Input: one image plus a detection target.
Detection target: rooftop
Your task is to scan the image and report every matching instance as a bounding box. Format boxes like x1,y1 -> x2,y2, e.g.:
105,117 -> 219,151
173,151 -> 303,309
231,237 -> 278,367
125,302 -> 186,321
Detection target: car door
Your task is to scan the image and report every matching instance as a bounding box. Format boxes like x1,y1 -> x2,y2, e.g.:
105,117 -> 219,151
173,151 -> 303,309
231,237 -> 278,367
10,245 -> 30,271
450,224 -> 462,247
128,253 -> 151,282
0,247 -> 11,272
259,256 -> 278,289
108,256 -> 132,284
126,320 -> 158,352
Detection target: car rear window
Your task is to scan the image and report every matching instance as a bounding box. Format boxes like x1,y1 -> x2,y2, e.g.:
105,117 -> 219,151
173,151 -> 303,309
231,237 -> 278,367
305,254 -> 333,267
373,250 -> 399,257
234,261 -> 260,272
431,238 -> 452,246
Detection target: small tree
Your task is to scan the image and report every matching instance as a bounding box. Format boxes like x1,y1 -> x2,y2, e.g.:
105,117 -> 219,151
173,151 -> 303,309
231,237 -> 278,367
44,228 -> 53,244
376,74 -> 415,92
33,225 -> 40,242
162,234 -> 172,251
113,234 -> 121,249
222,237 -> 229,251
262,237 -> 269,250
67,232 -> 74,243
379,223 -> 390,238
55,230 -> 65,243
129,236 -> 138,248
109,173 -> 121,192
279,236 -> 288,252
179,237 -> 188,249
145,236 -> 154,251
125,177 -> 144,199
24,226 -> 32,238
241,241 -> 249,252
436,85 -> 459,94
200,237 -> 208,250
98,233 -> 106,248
....
- _The problem_: Count every line of the records that holds "target". State the number, nothing else.

- _Result of the task_: 5